**実行するタスク**
次の元の文書を、一字一句変えずに全文書き写してください。

**元の文書**

───

『Sawa Wines』フレッシュ&フルーティな味わいの千葉ワインを追求

千葉県の中央部にある八街市(やちまたし)は、東京都心までの距離が50kmほどにある自治体だ。基幹産業は近郊農業で、落花生の生産量は全国一を誇る。

今回紹介するワイナリーは、そんな八街市にある「Sawa Wines」。2010年にぶどう栽培をスタートさせた。ワイナリーの代表を務めるのは、飲食業界で活躍してきた経歴を持つ山本博幸さんだ。ご両親が所有していた畑を相続したことをきっかけに、ワイナリー立ち上げを決意した。

まずは、自社畑で栽培したぶどうを使用して、委託醸造でワインを造ってきた山本さん。2021年に八街市が「八街市ワイン特区」の認定を受けたため、酒類製造免許を取得して自社の醸造所を立ち上げ、Sawa Winesとして自社醸造を開始した。

マスカット・ベーリーAを主力品種に「フレッシュ&フルーティ」なスタイルのワインを追求しているSawa Wines。

創業からの歩みと、ぶどう栽培やワイン醸造におけるこだわりについて、山本さんに詳しくお話いただいた。さっそく紹介していこう。

『ワイナリー設立までの経緯』

山本さんがぶどう栽培とワイン醸造を始めることになったきっかけは、畑を相続したことだった。

長年、飲食業界の仕事に携わってきた山本さん。イタリアンやダイニングバー、無国籍料理などのレストランで働いてきた。調理師免許を取得しているため、サービスだけでなく厨房での勤務経験もある。仕事柄ワインに関わる機会は多かったが、自分でぶどうを栽培してワインを造ることになるとは考えたこともなかったそうだ。

「いつか自分で店を持ちたいという夢は持っていましたが、畑を始めるなんて構想はまったくなかったので、妻は驚いたと思いますよ」と、山本さんは苦笑する。

───

**データ**
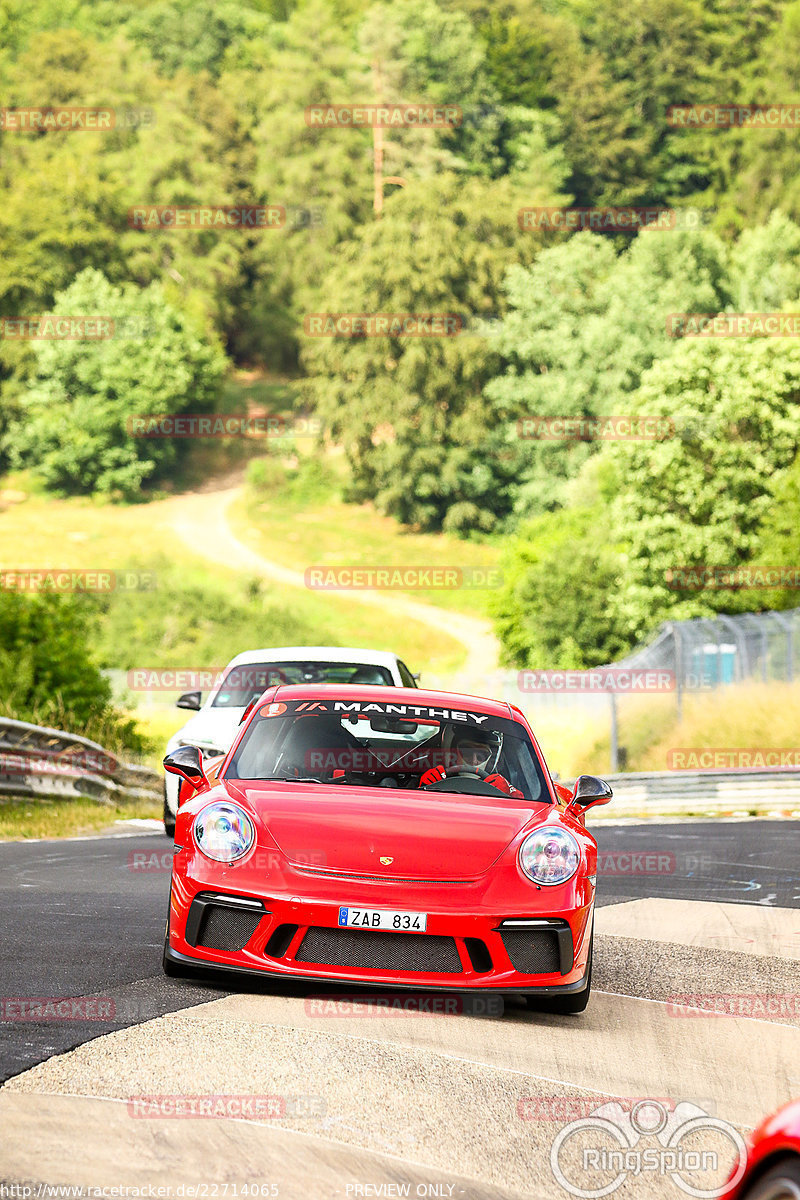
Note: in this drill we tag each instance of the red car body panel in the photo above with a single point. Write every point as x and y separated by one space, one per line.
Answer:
451 856
776 1138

───

**タスクの出力**
『Sawa Wines』フレッシュ&フルーティな味わいの千葉ワインを追求

千葉県の中央部にある八街市(やちまたし)は、東京都心までの距離が50kmほどにある自治体だ。基幹産業は近郊農業で、落花生の生産量は全国一を誇る。

今回紹介するワイナリーは、そんな八街市にある「Sawa Wines」。2010年にぶどう栽培をスタートさせた。ワイナリーの代表を務めるのは、飲食業界で活躍してきた経歴を持つ山本博幸さんだ。ご両親が所有していた畑を相続したことをきっかけに、ワイナリー立ち上げを決意した。

まずは、自社畑で栽培したぶどうを使用して、委託醸造でワインを造ってきた山本さん。2021年に八街市が「八街市ワイン特区」の認定を受けたため、酒類製造免許を取得して自社の醸造所を立ち上げ、Sawa Winesとして自社醸造を開始した。

マスカット・ベーリーAを主力品種に「フレッシュ&フルーティ」なスタイルのワインを追求しているSawa Wines。

創業からの歩みと、ぶどう栽培やワイン醸造におけるこだわりについて、山本さんに詳しくお話いただいた。さっそく紹介していこう。

『ワイナリー設立までの経緯』

山本さんがぶどう栽培とワイン醸造を始めることになったきっかけは、畑を相続したことだった。

長年、飲食業界の仕事に携わってきた山本さん。イタリアンやダイニングバー、無国籍料理などのレストランで働いてきた。調理師免許を取得しているため、サービスだけでなく厨房での勤務経験もある。仕事柄ワインに関わる機会は多かったが、自分でぶどうを栽培してワインを造ることになるとは考えたこともなかったそうだ。

「いつか自分で店を持ちたいという夢は持っていましたが、畑を始めるなんて構想はまったくなかったので、妻は驚いたと思いますよ」と、山本さんは苦笑する。